EXERCISE PROMPT
Only the lines from the one containing "Please put a point on the crumpled" through the end of the entries should be repeated, exactly as they appear, first and last included.

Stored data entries
----------------------------------------

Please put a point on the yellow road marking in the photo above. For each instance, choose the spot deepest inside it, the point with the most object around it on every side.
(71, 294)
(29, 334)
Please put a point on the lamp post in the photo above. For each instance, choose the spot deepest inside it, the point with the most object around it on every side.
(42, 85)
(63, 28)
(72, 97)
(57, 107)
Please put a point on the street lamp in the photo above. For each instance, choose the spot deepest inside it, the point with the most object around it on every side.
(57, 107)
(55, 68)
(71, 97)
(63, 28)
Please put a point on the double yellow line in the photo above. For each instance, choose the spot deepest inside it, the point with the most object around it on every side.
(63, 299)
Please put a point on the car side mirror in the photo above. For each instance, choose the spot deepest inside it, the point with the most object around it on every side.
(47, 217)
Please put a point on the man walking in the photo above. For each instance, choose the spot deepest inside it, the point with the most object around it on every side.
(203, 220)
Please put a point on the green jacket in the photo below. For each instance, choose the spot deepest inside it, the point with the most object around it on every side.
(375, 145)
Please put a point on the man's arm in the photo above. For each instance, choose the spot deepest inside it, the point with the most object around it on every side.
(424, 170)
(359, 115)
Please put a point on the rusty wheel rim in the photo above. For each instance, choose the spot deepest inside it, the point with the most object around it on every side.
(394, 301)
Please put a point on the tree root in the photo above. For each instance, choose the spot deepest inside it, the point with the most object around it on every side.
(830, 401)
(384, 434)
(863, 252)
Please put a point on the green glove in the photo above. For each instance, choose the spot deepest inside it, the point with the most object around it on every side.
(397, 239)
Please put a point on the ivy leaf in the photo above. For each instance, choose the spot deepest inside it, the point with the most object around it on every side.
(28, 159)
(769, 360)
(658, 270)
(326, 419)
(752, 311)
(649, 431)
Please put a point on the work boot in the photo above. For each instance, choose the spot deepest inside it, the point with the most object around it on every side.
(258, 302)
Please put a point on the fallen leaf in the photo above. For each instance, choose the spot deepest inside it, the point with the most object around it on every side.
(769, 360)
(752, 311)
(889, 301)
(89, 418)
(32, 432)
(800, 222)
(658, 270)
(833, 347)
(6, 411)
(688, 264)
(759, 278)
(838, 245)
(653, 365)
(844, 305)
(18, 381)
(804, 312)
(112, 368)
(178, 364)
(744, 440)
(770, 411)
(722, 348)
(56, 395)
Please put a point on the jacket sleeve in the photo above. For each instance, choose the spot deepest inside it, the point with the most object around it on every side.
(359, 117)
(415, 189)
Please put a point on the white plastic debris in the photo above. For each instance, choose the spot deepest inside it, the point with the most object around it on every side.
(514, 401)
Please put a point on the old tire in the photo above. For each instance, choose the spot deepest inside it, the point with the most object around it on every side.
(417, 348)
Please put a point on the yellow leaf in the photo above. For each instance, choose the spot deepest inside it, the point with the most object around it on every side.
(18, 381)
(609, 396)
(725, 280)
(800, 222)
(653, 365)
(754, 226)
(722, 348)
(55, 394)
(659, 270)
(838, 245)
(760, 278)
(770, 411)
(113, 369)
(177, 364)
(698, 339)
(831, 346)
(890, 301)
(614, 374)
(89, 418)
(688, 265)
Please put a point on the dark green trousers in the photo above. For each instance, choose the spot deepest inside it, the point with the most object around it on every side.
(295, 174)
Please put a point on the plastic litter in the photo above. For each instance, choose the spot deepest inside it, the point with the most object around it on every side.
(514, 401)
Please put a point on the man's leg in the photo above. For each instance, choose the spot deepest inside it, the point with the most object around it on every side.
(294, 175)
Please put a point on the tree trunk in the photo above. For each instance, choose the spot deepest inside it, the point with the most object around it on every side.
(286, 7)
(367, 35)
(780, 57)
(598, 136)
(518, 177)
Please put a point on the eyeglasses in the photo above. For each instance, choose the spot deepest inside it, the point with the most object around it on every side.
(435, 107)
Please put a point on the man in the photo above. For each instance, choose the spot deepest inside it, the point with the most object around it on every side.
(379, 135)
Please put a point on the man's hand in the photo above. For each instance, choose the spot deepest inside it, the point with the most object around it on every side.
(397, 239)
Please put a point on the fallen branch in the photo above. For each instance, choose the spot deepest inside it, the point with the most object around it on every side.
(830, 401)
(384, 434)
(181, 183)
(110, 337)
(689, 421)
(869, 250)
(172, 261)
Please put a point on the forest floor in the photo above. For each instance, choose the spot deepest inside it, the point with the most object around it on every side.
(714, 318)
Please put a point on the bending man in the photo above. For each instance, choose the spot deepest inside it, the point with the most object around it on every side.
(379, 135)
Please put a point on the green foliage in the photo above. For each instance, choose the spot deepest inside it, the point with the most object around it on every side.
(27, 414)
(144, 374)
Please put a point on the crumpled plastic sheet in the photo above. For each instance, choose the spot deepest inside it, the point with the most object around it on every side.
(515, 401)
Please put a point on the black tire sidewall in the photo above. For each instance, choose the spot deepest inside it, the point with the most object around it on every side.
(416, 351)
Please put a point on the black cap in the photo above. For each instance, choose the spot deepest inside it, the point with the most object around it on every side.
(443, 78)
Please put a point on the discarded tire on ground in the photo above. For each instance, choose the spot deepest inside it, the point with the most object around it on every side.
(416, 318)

----------------------------------------

ANSWER SECTION
Please put a point on the crumpled plastic sheet in the photo above. For each instance, choose the spot deepest inside it, the point with the most object around it on every side.
(515, 401)
Please put a point on the black tire sidewall in the photo above. For each instance, choose the spot deepest inside it, the point with the most object around it on every side.
(416, 351)
Please put a point on the black cap in the photo above. For each instance, choose the spot deepest inside it, the point with the most object around it on every side.
(443, 78)
Please put a point on the discarded tire on ground in the photo above. For each instance, choose the spot deepest inside it, the point with the most object around it on every side.
(416, 318)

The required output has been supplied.